_Testo da leggere_

******

Nella
tutela della salute (che, come ricordiamo, è un diritto sancito dalla
Costituzione) è compresa anche la salute psichica, sebbene la questione del
danno alla persona sia stata tradizionalmente appannaggio delle scienze
psichiatriche oppure delle scienze medico-legali. Ciò poiché fino a circa un
decennio fa l'unica valutazione del danno possibile era di tipo biologico.
L'area della valutazione del danno a cura di psicologi è dunque recentissima, e
per questa ragione non dispone di una letteratura corposa.
Il
danno non patrimoniale è un costrutto unico, una categoria generale che non può
essere suddivisa in autonome categorie di danno. È solo a fini descrittivi e
psicologico-giuridici che si adottano le distinte denominazioni di “danno
morale”, “danno esistenziale” e “danno psichico”. Il danno biologico, quindi,
può rimanere puramente tale, oppure intrecciarsi con ciascuna delle tre
categorie, poiché a qualsiasi evento di natura biologica è possibile associare
una conseguenza morale, esistenziale o psicologica.

******

_Dati forniti_
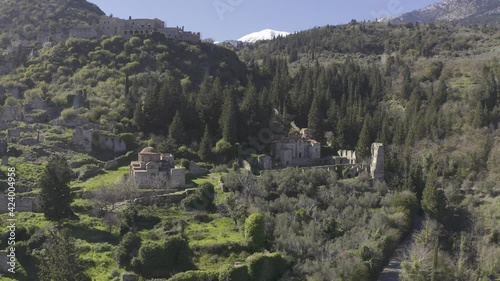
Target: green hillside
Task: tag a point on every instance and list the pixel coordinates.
(430, 93)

******

_Compito assegnato 1_
Ricopia dal testo sul danno alla persona il passo che parte da "L'area della valutazione" e arriva fino a "esistenziale o psicologica.".
_Compito assegnato 2_
Continua il testo sulla valutazione del danno alla persona, riprendendo subito dopo la sua ultima frase.

_Risposta finale 1_
L'area della valutazione del danno a cura di psicologi è dunque recentissima, e
per questa ragione non dispone di una letteratura corposa.
Il
danno non patrimoniale è un costrutto unico, una categoria generale che non può
essere suddivisa in autonome categorie di danno. È solo a fini descrittivi e
psicologico-giuridici che si adottano le distinte denominazioni di “danno
morale”, “danno esistenziale” e “danno psichico”. Il danno biologico, quindi,
può rimanere puramente tale, oppure intrecciarsi con ciascuna delle tre
categorie, poiché a qualsiasi evento di natura biologica è possibile associare
una conseguenza morale, esistenziale o psicologica.

_Risposta finale 2_
Con
la denominazione DANNO MORALE si intende un danno transitorio, che non genera
sofferenza psicologica, né compromissione dell'equilibrio psichico della
persona o della sua qualità della vita.
Bisogna
intenderlo come uno stato di tristezza e prostrazione transitoria causato dal
trauma, che tuttavia non arriva ad alterare l’equilibrio interno dell’io e le
modalità di relazionarsi con l’esterno.
Questo
tipo di danno non incide sulla salute psichica, ma direttamente sulla dignità
umana. La sua valutazione, nella prassi, non viene affidata ad un perito,
proprio perché è impossibile valutarlo a distanza (parliamo di uno stato
transitorio). La sua valutazione è quindi totalmente affidata al giudice.
Il
DANNO ESISTENZIALE è invece un'alterazione, in senso peggiorativo, del modo di
essere di una persona nei suoi aspetti sia individuali che sociali. Deve dunque
esser una modificazione in senso negativo dell’equilibrio psicologico e dello
stile di vita nell’ambito dei rapporti sociali, della famiglia e degli affetti
in ottica relazionale ed emotiva, che condizioni marcatamente la qualità della
vita, la sua progettualità e le aspettative.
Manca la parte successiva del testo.